Point annotation records
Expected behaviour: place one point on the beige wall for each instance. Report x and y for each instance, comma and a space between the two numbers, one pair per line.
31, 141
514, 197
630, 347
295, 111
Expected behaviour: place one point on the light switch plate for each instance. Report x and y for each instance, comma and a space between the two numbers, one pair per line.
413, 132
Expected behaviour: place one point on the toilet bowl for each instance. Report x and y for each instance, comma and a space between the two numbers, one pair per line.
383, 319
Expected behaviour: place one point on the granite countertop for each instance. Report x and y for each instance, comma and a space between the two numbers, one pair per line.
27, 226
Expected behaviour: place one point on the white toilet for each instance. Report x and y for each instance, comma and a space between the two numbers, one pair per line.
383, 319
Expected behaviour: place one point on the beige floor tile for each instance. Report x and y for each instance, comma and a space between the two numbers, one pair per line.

◆ **Work to be completed**:
Recopy all the lines exactly as they appear.

◆ **Solved exercise**:
Expected behaviour: place one point on the beige wall for each instance. Report x and y for each instance, comma and a space between the two numbers, one pair per line.
31, 141
514, 197
630, 347
295, 111
Expected behaviour: place one point on the light switch plate for each instance. Report x and y for each instance, comma and a space between the two numbers, one pair per line.
413, 132
Expected behaviour: place one point on the toilet bowl for each instance. Report x and y for each instance, comma and a space between the two numbers, one pair per line.
383, 319
Expected behaviour: place one point on the granite countertop for each instance. Report x and y for each instance, comma and a space between the two numbers, one pair per line.
27, 226
Expected behaviour: place one point on the white toilet for each instance. Report x and y for each instance, comma and a space between the two numbers, one pair per line.
383, 319
Expected behaviour: place one point on the beige floor tile for each instance. Report x and y for each instance, comma and a space between the two numbers, one pair per line.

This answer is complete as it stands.